#### Task brief
Rewrite the part that opens with the line containing "Spot the building wall" and closes with the line containing "[[25, 65], [53, 63], [94, 58]]", replacing "pin" with "marker" and leaving everything else unchanged.

»»

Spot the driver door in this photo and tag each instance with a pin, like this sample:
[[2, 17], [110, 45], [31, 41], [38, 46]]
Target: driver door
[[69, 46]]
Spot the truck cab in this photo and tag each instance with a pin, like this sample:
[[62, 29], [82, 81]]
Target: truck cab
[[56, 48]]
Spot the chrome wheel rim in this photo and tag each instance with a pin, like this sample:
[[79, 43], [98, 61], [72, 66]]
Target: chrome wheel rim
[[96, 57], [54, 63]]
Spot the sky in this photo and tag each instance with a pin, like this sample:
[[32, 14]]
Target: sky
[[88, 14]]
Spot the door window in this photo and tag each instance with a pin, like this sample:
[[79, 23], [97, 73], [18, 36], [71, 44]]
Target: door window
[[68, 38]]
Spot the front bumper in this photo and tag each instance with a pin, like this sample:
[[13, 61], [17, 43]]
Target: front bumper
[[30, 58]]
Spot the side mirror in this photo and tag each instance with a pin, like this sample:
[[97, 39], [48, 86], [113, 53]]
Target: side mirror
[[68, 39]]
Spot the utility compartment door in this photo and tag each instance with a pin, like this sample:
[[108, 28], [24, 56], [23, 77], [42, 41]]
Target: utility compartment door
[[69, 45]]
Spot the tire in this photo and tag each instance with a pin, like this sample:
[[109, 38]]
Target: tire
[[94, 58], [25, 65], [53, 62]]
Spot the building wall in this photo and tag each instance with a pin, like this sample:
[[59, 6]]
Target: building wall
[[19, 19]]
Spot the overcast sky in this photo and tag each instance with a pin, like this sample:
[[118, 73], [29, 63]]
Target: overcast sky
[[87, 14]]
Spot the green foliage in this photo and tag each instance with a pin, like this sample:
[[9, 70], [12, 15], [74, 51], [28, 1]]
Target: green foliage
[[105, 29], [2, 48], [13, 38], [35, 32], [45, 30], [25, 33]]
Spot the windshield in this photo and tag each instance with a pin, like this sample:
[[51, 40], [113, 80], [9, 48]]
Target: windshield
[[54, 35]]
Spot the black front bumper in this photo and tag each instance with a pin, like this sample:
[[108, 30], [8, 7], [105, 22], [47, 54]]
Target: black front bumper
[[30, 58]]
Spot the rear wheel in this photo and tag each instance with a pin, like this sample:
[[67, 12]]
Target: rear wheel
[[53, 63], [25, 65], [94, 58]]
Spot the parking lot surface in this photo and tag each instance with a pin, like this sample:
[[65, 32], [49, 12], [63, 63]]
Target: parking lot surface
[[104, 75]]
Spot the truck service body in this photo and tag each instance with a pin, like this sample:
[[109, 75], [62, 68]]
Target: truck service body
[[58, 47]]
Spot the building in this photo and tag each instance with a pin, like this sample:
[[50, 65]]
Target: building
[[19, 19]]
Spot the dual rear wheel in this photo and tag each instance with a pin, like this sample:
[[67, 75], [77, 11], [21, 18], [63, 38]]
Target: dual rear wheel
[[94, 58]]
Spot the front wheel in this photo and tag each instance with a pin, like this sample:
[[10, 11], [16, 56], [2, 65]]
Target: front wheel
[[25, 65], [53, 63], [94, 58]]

««
»»

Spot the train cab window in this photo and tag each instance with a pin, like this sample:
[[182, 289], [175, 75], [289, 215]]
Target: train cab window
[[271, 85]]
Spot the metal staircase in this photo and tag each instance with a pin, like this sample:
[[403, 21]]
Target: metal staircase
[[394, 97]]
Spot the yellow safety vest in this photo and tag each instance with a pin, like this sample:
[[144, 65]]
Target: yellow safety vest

««

#### Result of the task
Spot the building wall in this photo and tag each instance with a marker, like this sample:
[[59, 6]]
Target: building wall
[[19, 19]]
Spot the overcast sky in this photo and tag each instance with a marker, like this sample:
[[118, 73], [29, 63]]
Target: overcast sky
[[87, 14]]
Spot the green foliage in this photo and tag each instance with a marker, like this sample:
[[9, 70], [12, 15], [74, 51], [28, 1]]
Target: green foliage
[[105, 29], [2, 48], [13, 38], [35, 32], [45, 30], [25, 33]]
Spot the windshield in this photo and tag each instance with a marker, like this sample:
[[51, 40], [113, 80], [9, 48]]
Target: windshield
[[54, 35]]
Spot the black front bumper in this photo and tag each instance with a marker, like this sample:
[[108, 30], [8, 7], [105, 22], [47, 54]]
Target: black front bumper
[[30, 58]]
Spot the rear wheel in this photo and tag each instance with a marker, like this sample:
[[67, 12]]
Target: rear wheel
[[53, 63], [25, 65], [94, 58]]
Spot the parking lot surface in this photo and tag each instance with a marker, like this sample:
[[65, 32], [49, 12], [63, 63]]
Target: parking lot surface
[[104, 75]]
Spot the truck service body in this photo and tag each instance with a marker, like this sample:
[[109, 75], [62, 68]]
Target: truck service body
[[58, 47]]
Spot the building in this photo and tag each instance with a marker, like this sample:
[[50, 65]]
Target: building
[[19, 19]]
Spot the dual rear wheel in this photo and tag each instance with a marker, like this sample:
[[67, 75], [77, 11], [21, 18], [63, 38]]
Target: dual rear wheel
[[94, 58]]
Spot the front wheel in this photo and tag each instance with a marker, like this sample:
[[10, 11], [16, 56], [2, 65]]
Target: front wheel
[[25, 65], [53, 63], [94, 58]]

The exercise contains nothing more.